## Exercise requirements
Would you copy the records below, exactly and only from their first line through the line containing "Sample: <point>126,148</point>", without any pictures?

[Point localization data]
----------

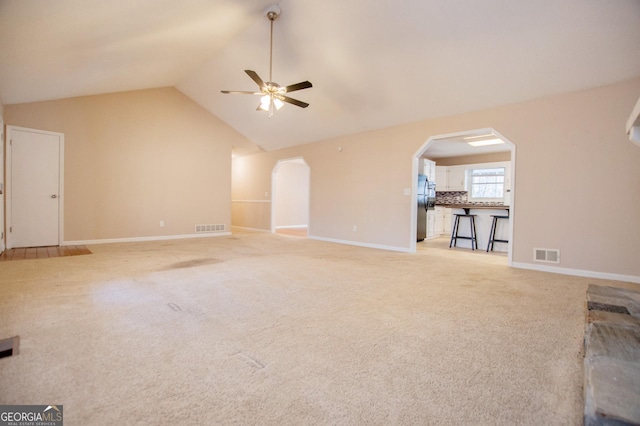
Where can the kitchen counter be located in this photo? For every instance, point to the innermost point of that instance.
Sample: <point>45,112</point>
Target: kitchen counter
<point>469,206</point>
<point>483,213</point>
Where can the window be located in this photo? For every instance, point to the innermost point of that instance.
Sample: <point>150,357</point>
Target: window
<point>487,184</point>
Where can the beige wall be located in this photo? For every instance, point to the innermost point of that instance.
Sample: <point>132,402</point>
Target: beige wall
<point>133,159</point>
<point>576,187</point>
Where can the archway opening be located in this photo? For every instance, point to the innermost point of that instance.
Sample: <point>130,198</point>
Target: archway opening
<point>290,197</point>
<point>454,153</point>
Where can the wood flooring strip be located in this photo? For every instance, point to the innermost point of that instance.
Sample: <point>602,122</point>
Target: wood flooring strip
<point>43,252</point>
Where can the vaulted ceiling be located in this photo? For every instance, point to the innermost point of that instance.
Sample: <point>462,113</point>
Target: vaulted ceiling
<point>373,63</point>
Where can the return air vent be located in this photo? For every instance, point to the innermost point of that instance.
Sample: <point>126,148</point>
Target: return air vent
<point>209,228</point>
<point>546,255</point>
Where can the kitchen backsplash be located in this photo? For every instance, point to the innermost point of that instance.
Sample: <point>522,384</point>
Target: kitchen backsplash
<point>451,197</point>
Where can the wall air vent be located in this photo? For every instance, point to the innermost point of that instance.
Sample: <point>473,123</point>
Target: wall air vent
<point>546,255</point>
<point>210,228</point>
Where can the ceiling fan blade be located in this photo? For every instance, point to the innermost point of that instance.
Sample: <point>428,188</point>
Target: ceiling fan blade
<point>293,101</point>
<point>240,92</point>
<point>255,77</point>
<point>298,86</point>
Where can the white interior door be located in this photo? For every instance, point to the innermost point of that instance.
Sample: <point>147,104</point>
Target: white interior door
<point>34,183</point>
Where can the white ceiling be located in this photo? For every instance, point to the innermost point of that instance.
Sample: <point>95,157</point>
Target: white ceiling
<point>373,63</point>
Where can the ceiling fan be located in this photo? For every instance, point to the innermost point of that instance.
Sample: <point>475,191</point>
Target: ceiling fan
<point>272,94</point>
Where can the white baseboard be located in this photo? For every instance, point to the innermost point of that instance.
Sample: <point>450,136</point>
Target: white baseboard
<point>578,272</point>
<point>140,239</point>
<point>250,229</point>
<point>359,244</point>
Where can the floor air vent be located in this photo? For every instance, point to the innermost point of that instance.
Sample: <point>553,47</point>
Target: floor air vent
<point>209,228</point>
<point>546,255</point>
<point>9,347</point>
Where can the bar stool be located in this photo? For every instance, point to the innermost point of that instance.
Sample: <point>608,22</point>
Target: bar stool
<point>492,233</point>
<point>472,226</point>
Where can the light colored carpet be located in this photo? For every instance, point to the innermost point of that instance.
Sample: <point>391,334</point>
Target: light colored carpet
<point>270,329</point>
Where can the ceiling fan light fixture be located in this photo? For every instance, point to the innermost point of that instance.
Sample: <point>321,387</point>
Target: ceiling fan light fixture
<point>272,95</point>
<point>266,100</point>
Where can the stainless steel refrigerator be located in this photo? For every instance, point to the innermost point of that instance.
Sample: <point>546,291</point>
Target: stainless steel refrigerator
<point>426,201</point>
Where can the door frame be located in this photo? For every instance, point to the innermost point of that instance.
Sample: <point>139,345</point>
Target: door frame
<point>8,218</point>
<point>2,188</point>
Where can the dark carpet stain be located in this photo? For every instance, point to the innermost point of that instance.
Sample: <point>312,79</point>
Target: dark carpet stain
<point>193,263</point>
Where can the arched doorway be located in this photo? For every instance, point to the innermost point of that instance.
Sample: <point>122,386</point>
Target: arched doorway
<point>459,146</point>
<point>290,203</point>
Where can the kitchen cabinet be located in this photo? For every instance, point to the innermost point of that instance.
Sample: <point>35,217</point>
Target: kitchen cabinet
<point>450,178</point>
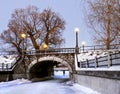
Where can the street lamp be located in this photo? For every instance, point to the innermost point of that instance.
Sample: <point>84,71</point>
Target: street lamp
<point>83,45</point>
<point>23,36</point>
<point>45,46</point>
<point>77,48</point>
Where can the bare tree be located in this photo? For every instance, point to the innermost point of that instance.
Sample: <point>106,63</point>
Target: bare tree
<point>104,19</point>
<point>40,27</point>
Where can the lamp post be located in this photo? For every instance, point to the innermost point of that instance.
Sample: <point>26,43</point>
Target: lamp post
<point>76,48</point>
<point>45,46</point>
<point>23,36</point>
<point>83,45</point>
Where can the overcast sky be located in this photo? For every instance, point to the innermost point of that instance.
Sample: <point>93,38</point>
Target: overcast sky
<point>72,11</point>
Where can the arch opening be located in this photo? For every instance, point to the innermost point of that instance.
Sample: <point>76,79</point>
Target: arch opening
<point>46,67</point>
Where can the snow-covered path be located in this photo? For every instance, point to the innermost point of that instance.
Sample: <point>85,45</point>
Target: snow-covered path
<point>59,85</point>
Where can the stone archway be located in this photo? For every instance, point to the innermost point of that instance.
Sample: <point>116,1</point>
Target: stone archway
<point>47,58</point>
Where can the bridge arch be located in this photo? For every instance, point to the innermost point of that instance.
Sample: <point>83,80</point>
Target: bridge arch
<point>47,58</point>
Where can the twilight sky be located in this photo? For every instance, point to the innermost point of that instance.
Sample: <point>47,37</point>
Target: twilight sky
<point>72,11</point>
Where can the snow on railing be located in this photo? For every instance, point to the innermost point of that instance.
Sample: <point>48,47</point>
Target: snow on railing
<point>105,61</point>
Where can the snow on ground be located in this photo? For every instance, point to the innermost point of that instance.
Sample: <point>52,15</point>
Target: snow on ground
<point>7,58</point>
<point>55,86</point>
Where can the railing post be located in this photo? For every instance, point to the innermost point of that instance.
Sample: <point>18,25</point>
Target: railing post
<point>109,60</point>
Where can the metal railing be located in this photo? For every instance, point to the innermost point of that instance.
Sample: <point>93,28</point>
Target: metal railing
<point>105,61</point>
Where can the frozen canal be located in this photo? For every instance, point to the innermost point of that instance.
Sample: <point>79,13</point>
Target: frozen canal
<point>55,86</point>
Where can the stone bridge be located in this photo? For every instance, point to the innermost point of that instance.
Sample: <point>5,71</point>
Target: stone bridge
<point>32,64</point>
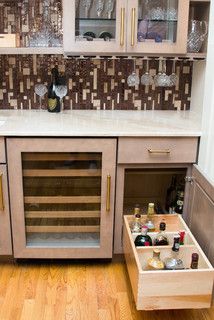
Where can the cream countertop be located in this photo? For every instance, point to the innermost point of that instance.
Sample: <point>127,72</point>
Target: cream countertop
<point>99,123</point>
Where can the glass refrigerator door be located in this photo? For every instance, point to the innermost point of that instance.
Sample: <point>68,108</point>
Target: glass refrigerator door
<point>62,199</point>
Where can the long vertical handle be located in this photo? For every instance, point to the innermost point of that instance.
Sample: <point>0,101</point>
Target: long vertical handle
<point>122,26</point>
<point>108,197</point>
<point>133,24</point>
<point>1,193</point>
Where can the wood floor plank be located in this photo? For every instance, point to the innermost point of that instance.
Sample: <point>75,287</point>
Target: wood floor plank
<point>75,291</point>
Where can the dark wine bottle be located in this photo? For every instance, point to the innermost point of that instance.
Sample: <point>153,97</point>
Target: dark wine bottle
<point>171,194</point>
<point>53,100</point>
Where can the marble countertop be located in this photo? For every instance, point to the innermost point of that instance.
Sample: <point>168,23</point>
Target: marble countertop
<point>91,123</point>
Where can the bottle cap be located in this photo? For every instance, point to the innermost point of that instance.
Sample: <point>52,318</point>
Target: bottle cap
<point>162,226</point>
<point>195,256</point>
<point>151,205</point>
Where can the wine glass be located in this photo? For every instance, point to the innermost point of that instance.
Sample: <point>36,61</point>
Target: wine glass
<point>173,78</point>
<point>109,7</point>
<point>99,7</point>
<point>87,5</point>
<point>161,79</point>
<point>40,89</point>
<point>146,78</point>
<point>133,79</point>
<point>61,91</point>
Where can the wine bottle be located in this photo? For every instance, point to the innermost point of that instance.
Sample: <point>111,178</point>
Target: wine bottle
<point>155,263</point>
<point>161,238</point>
<point>171,194</point>
<point>143,240</point>
<point>53,100</point>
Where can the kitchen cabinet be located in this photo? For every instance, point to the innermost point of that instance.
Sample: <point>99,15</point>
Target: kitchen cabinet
<point>88,31</point>
<point>145,175</point>
<point>133,27</point>
<point>5,230</point>
<point>62,197</point>
<point>168,289</point>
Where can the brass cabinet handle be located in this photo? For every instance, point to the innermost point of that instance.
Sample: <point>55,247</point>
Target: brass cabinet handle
<point>133,27</point>
<point>166,151</point>
<point>1,193</point>
<point>108,198</point>
<point>122,26</point>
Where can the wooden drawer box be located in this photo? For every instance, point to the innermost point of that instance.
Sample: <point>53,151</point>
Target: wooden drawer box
<point>181,289</point>
<point>2,151</point>
<point>157,150</point>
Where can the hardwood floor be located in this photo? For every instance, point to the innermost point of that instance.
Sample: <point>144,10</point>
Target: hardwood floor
<point>72,291</point>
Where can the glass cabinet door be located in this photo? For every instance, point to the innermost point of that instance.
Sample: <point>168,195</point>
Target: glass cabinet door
<point>62,193</point>
<point>158,26</point>
<point>94,26</point>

----------

## Output
Where can the kitchen counter be located in this photo? For every instance, point to the innermost point of that instance.
Sample: <point>45,112</point>
Target: kitchen counter
<point>469,206</point>
<point>483,213</point>
Where can the window be located in this photo? For every instance, point to the innermost point of that instance.
Sample: <point>150,357</point>
Target: window
<point>487,184</point>
Where can the beige wall be located in this photo? For every instance, point to the innermost point of that instance.
Sample: <point>132,402</point>
Target: beige wall
<point>133,159</point>
<point>576,187</point>
Where can the archway opening be located in this photo? For every instance, point to the innermost point of that instance.
Sample: <point>130,198</point>
Target: archway opening
<point>290,197</point>
<point>454,153</point>
Where can the wood flooring strip be located in this photo? For every instance, point to the innermost point of that instance.
Sample: <point>602,122</point>
Target: wood flooring strip
<point>43,252</point>
Where can the vaulted ceiling be located in this photo? For every instance, point to the innermost point of that instance.
Sample: <point>462,113</point>
Target: vaulted ceiling
<point>373,63</point>
Where can the return air vent be located in this photo? For every instance, point to the innermost point of that instance.
Sample: <point>126,148</point>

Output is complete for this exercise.